Au tournant du XXe siècle, Vincent Van Gogh, Edvard Munch et James Ensor initient un langage pictural expressionniste

D'après l'art au tournant du XIXe et du XXe siècle, expressionisme Munch, histoire de l'art. (Marsailly/Blogostelle)

Couleurs Van Gogh, Munch et Ensor

Vincent Van Gogh, Edvard Munch et James Ensor renouvellent l’expression picturale au tournant du XIXe et du XXe siècle. Dans un esprit visionnaire, ces précurseurs de l’expressionnisme dépeignent la vie intérieure de l’individu, l’émotion et la vision personnelle, l’inquiétude et le désespoir, la quête du dépassement et l’angoisse de l’être humain aux prises avec une modernité naissante…

1. Les artistes nabis et les précurseurs de l’expressionnisme sèment les graines de l’avant-garde. – 2. Vincent Van Gogh, Edvard Munch et James Ensor initient un langage pictural expressionniste

Par Maryse Marsailly (@blogostelle)
– Dernière mise à jour mai 2023 –

D’après Le Soleil, Edvard Munch, 1912, huile sur toile, Oslo, Norvège, début XXe siècle. (Marsailly/Blogostelle)
D’après Le Soleil, Edvard Munch, 1912, huile sur toile, Oslo, Norvège, début XXe siècle. (Marsailly/Blogostelle)

LES PRÉCURSEURS DE L’EXPRESSIONNISME

À la fin du XIXe siècle, le Néerlandais Vincent Van Gogh, le Norvégien Edvard Munch et le Belge James Ensor annoncent déjà la recherche expressionniste. Chacun à sa manière, ces artistes apportent une nouvelle dimension à la relation entre le peintre et son œuvre. Ainsi, l’être humain, la nature et les choses sont dépeintes selon la perception intérieure et individuelle de l’artiste… 

D’après La Madone, Edvard Munch, 1895, huile sur toile, Norvège, fin XIXe siècle. (Marsailly/Blogostelle)
D’après La Madone, Edvard Munch, 1895, huile sur toile, Norvège, fin XIXe siècle. (Marsailly/Blogostelle)

Subjectivité, émotion, individualisme…

L’esthétique expressionniste se déploie au début du XXe siècle en Europe, surtout en Allemagne avec le mouvement Die Brücke (“Le pont”, fondé en 1905 à Dresde), en France avec le Fauvisme (1905-1908). 

L’expressionnisme (fin XIXe siècle – 1925) est un mouvement artistique inspiré par la puissance des émotions, la subjectivité, l’individualisme. Des lignes suggestives et irréalistes, des couleurs non naturelles et intenses, visent ainsi à provoquer un saisissement émotionnel du spectateur…

D’après Le Golfe des Lecques, Georges Braque, 1907, huile sur toile, période Fauvisme, France, début XXe siècle. (Marsailly/Blogostelle)
D’après Le Golfe des Lecques, Georges Braque, 1907, huile sur toile, période Fauvisme, France, début XXe siècle. (Marsailly/Blogostelle)

Un art anti-naturaliste fondé sur la recréation

Le thème de L’Enfant malade d’Edvard Munch forme une série de six peintures, et autres dessins et lithographies, réalisées entre 1885 et 1926. Ces toiles représentent la mort de sa sœur atteinte de la tuberculose.

* _Consigne_
Réécrivez le passage du texte sur les précurseurs de l'expressionnisme qui commence aux mots « Au tournant du XXe » et s'arrête après « Maryse Marsailly (@blogostelle) », en remplaçant « précurseurs » par « pionniers ». Les lignes qui suivent n'interviennent pas dans ce travail.

* _Lignes fournies_
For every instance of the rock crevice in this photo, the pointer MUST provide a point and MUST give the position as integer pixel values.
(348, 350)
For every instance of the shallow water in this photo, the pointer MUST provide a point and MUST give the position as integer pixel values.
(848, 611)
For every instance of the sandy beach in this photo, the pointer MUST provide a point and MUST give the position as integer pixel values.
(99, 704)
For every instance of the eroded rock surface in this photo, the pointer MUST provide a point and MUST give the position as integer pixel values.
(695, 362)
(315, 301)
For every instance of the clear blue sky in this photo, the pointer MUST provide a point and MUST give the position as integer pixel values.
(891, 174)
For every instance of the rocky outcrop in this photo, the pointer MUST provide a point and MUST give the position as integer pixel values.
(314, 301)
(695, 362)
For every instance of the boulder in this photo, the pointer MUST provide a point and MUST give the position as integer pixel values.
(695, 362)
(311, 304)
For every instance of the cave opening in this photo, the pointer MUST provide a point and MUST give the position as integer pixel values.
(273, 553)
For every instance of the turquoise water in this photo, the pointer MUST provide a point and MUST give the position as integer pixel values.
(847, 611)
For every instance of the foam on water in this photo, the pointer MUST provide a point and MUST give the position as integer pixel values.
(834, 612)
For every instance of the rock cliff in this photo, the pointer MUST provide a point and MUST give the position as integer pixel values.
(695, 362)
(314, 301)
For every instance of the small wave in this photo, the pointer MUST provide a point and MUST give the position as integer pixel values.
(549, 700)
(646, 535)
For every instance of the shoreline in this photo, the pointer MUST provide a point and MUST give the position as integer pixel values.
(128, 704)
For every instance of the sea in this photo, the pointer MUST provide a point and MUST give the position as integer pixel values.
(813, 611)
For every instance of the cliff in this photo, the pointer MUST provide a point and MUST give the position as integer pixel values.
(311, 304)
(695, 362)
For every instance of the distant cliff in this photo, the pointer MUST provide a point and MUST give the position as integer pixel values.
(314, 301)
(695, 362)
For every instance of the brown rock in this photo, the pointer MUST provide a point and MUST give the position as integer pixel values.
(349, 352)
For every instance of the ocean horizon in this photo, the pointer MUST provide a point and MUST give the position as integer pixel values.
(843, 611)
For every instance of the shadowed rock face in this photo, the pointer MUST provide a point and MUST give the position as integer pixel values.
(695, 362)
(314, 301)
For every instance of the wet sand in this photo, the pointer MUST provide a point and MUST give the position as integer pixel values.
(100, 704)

* _Corrigé_
Au tournant du XXe siècle, Vincent Van Gogh, Edvard Munch et James Ensor initient un langage pictural expressionniste

D'après l'art au tournant du XIXe et du XXe siècle, expressionisme Munch, histoire de l'art. (Marsailly/Blogostelle)

Couleurs Van Gogh, Munch et Ensor

Vincent Van Gogh, Edvard Munch et James Ensor renouvellent l’expression picturale au tournant du XIXe et du XXe siècle. Dans un esprit visionnaire, ces pionniers de l’expressionnisme dépeignent la vie intérieure de l’individu, l’émotion et la vision personnelle, l’inquiétude et le désespoir, la quête du dépassement et l’angoisse de l’être humain aux prises avec une modernité naissante…

1. Les artistes nabis et les pionniers de l’expressionnisme sèment les graines de l’avant-garde. – 2. Vincent Van Gogh, Edvard Munch et James Ensor initient un langage pictural expressionniste

Par Maryse Marsailly (@blogostelle)